Corybas oblongus is a species of terrestrial orchid endemic to New Zealand. It has a solitary oval-shaped leaf, often patterned with maroon, and a reddish-purple and white flower with a fimbriate labellum.

== Description ==
Corybas oblongus is a terrestrial, perennial herb with a single distinctively oval-shaped sessile leaf that is 10–40 mm long. The leaf often has slightly undulated edges and characteristic maroon patterning, which may appear as flecks or veining. The leaf is green on the upper surface and silvery red or silvery green on the lower surface. The dorsal sepal is slightly longer than the labellum and forms a hood over the lip and is broad at the apex; it ranges from white (rarely) to pale green, flecked with purple or red. The lateral sepals range from crystalline white to maroon and are long and filiform (thread-like). The petals resemble the lateral sepals but are slightly shorter. The labellum faces horizontally or is tilted slightly upwards and is 5–10 mm long. It is curved at its base, forming a cylindrical opening with a flared, highly fimbriate (toothed) mouth. The surface of the posterior half of the labellum has many hair-like structures that are curved backwards. Flowering occurs from September to February. The capsule is borne on a peduncle that elongates after flowering, like several other Corybas species.

When not in flower, Corybas oblongus may be occasionally confused with the leaves of Corybas acuminatus, which also has undulated margins and maroon patterning that ranges from flecking to veining. Generally, the two can be distinguished because C. acuminatus has heart-shaped leaves with sharply pointed apices; however, flowers may be required to identify individuals with weakly pointed leaves. The only species that shares a fimbriate labellum is Corybas cryptanthus; however, this species is leafless and lacks chlorophyll.

== Taxonomy ==
Corybas oblongus was first formally described in 1853 by Joseph Hooker and given the name Nematoceras oblongum. The specific epithet (oblongus) is a Latin word meaning "oblong" and refers to the oblong-ovate shape of the leaf. The description was published in Hooker's Flora Novae-Zelandiae. In 1864, Hooker changed its name to Corysanthes oblonga. In 1871, Heinrich Reichenbach changed its name to Corybas oblongus. In 2002, Brian Molloy, David Jones, and Mark Clements proposed changing C. oblongus to Singularybas oblongus; however, the change has not been accepted by the World Checklist of Selected Plant Families.

== Distribution and habitat ==
Corybas oblongus grows in coastal and subalpine habitats up to 1200 m above sea level, including shrubland, forests and peat bogs. It occurs on both the North Island and the South Island, as well as the Chatham Islands and the Antipodean Islands.

> [RECORD SET]:

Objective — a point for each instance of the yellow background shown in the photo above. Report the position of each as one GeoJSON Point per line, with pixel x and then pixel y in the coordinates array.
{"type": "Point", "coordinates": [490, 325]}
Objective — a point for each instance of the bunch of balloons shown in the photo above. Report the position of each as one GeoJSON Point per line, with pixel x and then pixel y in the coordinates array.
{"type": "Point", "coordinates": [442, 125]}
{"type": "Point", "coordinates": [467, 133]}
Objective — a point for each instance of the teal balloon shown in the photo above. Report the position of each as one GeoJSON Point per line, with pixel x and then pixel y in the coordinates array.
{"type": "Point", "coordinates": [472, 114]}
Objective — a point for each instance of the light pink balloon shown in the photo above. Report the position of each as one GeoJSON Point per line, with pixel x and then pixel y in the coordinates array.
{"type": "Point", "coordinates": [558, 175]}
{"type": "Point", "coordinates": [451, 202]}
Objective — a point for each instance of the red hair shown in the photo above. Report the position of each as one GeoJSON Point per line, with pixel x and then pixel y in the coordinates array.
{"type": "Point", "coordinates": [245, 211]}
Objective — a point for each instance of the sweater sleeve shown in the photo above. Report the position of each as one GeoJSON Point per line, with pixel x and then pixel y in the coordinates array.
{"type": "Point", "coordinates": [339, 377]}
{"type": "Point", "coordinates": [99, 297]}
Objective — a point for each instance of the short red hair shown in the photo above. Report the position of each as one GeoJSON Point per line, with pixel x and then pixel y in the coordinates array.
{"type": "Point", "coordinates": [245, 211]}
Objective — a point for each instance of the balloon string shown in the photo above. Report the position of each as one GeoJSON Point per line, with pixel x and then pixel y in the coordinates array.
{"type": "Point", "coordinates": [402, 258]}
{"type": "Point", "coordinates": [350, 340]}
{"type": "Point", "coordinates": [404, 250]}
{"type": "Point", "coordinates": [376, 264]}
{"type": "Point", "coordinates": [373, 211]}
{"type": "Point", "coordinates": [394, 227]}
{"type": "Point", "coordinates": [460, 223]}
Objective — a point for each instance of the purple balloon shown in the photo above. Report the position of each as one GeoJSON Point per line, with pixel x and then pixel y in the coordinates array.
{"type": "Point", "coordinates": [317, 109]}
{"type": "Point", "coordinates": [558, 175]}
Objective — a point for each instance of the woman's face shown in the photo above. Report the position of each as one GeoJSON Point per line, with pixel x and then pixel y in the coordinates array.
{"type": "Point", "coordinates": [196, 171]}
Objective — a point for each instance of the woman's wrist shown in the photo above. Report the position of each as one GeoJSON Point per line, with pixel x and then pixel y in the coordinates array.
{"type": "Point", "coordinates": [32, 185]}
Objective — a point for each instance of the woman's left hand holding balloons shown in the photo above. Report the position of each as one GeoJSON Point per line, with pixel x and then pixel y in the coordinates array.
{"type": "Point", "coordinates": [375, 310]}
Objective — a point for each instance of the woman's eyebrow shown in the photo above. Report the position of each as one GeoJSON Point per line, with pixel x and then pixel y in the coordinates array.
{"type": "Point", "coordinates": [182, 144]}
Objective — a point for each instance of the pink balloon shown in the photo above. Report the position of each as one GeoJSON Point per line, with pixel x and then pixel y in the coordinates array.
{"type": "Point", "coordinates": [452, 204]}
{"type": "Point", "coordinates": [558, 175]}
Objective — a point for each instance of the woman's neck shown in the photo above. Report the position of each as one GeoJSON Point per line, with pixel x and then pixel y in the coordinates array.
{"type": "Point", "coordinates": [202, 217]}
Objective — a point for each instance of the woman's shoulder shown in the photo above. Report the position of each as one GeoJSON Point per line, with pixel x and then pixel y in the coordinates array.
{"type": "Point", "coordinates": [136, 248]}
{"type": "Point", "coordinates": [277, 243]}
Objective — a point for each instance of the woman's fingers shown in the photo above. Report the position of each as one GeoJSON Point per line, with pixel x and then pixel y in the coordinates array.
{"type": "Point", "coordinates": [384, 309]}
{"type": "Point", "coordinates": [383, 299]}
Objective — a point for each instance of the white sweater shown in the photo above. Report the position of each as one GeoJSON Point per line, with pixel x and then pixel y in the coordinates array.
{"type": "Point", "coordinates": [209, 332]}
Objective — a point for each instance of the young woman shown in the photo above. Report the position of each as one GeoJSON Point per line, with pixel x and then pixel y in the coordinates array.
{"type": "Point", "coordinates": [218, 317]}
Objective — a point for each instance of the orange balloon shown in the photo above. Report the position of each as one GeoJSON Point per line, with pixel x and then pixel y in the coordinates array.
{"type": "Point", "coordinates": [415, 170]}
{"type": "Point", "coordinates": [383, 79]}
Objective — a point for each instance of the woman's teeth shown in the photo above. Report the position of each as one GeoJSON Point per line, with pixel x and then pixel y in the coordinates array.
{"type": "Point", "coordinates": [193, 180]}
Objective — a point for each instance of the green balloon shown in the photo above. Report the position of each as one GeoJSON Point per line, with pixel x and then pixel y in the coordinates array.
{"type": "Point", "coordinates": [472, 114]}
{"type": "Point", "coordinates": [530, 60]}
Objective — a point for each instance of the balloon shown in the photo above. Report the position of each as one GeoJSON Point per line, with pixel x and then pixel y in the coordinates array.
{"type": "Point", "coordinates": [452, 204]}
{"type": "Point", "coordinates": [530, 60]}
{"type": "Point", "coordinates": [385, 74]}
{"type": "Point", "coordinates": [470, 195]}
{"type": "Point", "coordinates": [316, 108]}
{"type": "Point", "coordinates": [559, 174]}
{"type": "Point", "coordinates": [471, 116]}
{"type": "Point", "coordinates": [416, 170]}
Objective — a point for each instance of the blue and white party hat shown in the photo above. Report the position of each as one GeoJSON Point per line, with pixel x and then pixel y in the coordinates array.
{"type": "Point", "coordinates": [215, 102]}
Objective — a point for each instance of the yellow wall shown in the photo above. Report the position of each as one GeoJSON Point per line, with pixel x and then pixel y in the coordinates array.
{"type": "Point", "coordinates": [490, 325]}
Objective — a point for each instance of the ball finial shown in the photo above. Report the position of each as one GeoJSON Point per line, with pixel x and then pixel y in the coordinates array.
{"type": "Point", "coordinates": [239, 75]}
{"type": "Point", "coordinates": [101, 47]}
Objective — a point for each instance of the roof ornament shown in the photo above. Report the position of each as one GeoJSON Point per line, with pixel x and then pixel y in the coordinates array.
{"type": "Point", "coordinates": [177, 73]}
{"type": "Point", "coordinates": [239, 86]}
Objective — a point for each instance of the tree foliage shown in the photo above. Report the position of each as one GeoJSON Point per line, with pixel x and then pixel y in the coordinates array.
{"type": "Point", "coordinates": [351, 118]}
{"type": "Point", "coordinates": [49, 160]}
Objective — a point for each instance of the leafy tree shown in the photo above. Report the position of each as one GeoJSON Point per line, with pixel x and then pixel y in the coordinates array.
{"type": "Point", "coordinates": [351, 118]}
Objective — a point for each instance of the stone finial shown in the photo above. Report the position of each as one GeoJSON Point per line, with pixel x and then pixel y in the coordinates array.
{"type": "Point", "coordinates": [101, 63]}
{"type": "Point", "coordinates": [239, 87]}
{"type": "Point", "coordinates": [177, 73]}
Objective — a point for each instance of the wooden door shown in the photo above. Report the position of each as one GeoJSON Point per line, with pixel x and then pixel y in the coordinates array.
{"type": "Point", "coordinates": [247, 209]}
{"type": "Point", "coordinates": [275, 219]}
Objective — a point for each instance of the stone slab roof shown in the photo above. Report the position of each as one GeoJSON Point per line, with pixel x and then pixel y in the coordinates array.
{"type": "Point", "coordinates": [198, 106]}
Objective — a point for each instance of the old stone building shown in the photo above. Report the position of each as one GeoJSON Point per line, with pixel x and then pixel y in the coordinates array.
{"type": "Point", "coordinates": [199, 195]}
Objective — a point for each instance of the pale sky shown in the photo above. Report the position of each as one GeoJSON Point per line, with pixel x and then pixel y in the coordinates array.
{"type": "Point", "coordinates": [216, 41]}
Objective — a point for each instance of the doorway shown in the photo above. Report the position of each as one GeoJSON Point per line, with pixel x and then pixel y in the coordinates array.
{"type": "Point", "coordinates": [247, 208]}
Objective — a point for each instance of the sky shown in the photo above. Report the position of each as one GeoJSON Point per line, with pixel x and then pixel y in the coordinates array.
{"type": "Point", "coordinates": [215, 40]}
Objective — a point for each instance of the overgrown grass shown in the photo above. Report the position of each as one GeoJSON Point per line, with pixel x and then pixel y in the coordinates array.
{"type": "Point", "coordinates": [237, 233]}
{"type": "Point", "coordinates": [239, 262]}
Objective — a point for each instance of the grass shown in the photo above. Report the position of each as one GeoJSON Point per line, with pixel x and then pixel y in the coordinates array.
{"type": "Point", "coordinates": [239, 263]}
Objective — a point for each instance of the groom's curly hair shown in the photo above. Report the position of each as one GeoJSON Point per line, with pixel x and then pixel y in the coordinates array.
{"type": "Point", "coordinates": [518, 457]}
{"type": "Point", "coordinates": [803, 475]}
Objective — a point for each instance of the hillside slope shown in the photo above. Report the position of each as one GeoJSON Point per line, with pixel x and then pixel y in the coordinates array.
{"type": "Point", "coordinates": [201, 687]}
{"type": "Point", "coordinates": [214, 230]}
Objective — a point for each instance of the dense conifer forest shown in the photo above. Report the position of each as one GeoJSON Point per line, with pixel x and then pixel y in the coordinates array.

> [EXERCISE OBJECTIVE]: Please return, word for word, the stretch of the Corybas oblongus text from "Corybas oblongus is a species" through "a fimbriate labellum.".

> [SOLUTION BELOW]:
Corybas oblongus is a species of terrestrial orchid endemic to New Zealand. It has a solitary oval-shaped leaf, often patterned with maroon, and a reddish-purple and white flower with a fimbriate labellum.